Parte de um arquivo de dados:

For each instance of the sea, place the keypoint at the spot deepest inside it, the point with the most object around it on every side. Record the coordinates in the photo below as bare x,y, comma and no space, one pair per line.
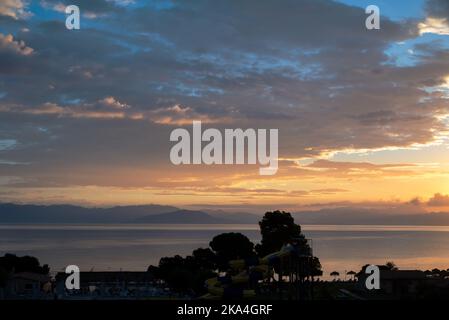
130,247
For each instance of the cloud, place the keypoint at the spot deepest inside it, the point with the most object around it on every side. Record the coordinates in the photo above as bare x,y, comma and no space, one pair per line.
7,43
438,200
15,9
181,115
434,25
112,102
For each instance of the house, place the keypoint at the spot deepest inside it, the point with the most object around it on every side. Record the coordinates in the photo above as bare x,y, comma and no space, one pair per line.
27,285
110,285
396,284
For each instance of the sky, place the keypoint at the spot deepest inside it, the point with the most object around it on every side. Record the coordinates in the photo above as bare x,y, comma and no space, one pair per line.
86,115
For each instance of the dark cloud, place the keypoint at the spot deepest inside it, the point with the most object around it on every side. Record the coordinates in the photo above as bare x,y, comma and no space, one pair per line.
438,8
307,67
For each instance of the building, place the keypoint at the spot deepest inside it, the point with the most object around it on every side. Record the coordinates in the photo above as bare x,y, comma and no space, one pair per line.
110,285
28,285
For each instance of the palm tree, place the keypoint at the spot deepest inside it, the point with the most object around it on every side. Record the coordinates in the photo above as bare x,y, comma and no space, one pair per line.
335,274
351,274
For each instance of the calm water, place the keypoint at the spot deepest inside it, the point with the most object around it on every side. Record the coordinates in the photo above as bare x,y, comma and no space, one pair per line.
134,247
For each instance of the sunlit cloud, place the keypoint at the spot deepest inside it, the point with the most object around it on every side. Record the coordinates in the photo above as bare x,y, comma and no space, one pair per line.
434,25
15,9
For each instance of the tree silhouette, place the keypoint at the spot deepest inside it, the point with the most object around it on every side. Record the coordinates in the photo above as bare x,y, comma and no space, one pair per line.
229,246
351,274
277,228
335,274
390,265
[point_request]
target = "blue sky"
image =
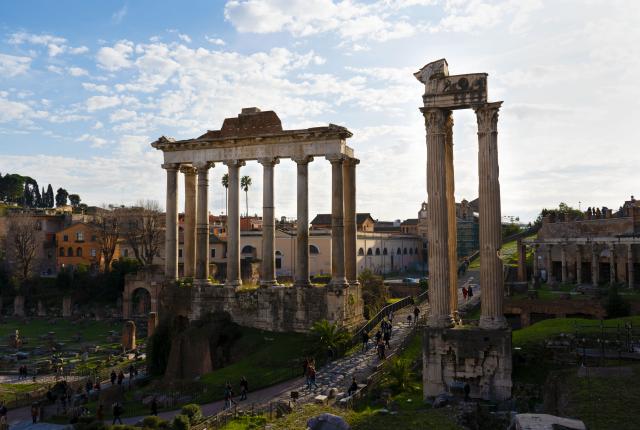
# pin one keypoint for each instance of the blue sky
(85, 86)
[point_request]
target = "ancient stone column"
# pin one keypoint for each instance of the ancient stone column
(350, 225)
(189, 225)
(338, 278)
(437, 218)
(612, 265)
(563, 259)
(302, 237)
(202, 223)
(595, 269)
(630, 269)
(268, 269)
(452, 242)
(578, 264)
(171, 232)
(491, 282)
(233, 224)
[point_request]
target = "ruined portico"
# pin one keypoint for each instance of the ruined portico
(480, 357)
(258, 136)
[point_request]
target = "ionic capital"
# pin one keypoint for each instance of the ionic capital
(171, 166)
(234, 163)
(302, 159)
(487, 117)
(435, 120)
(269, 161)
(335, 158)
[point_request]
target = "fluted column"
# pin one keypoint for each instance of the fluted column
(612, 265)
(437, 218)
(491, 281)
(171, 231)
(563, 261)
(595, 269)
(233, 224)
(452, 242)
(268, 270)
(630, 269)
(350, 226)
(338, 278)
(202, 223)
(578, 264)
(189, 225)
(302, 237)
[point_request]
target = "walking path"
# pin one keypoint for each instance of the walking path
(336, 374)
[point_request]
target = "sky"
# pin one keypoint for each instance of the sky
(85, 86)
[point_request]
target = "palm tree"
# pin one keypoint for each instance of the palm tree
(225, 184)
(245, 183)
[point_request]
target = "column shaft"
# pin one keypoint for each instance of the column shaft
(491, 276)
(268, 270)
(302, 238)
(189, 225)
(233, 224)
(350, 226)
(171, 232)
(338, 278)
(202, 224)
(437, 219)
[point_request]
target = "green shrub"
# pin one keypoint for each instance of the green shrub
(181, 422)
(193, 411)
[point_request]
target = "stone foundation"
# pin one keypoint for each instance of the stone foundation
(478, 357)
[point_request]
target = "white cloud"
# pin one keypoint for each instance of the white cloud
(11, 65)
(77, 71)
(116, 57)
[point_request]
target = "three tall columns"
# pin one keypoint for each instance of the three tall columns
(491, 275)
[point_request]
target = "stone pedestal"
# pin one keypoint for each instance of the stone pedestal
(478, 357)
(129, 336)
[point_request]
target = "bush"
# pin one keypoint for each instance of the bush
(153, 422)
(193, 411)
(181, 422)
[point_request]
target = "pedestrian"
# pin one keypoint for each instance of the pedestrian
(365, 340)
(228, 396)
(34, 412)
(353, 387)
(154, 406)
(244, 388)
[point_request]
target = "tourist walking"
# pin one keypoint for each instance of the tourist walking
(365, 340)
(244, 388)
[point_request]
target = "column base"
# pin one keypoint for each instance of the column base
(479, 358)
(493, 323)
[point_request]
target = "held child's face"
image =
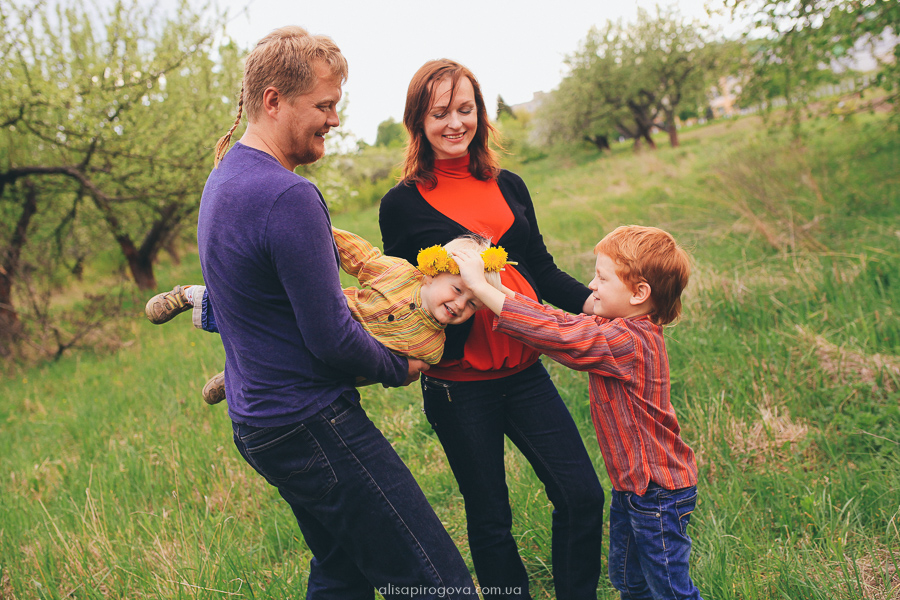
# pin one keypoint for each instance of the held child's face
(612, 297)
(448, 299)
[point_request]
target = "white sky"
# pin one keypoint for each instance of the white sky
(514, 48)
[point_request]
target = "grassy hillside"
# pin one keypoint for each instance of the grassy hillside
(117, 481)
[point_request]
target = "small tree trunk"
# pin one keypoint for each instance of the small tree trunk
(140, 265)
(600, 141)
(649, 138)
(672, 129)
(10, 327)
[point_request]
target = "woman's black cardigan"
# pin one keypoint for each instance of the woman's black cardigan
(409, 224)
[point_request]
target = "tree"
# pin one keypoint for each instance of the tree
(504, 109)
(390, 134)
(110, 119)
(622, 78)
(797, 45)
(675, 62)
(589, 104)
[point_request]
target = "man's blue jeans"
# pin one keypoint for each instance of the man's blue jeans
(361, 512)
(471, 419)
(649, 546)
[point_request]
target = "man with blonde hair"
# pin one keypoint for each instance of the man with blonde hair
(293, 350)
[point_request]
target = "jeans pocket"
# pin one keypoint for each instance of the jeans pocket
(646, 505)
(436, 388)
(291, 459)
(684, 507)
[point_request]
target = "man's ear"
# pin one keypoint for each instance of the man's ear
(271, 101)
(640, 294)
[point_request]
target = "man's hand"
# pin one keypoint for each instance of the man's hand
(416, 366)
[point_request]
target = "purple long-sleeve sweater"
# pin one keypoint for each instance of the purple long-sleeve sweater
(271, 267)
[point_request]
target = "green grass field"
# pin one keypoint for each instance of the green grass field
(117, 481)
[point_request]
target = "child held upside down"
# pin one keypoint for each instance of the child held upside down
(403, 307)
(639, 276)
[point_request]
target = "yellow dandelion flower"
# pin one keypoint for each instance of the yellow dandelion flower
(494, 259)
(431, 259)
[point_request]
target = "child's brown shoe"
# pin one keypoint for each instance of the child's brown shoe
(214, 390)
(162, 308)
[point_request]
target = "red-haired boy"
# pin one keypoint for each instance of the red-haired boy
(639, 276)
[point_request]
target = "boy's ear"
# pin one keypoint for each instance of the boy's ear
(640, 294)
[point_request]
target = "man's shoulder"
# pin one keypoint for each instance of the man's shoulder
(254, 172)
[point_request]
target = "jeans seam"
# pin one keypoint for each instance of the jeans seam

Enunciado do exercício
Mostre, copiadas na íntegra, todas as linhas acima em que aparece a palavra "face".

Resposta do exercício
target = "held child's face"
# pin one keypoint for each instance of the held child's face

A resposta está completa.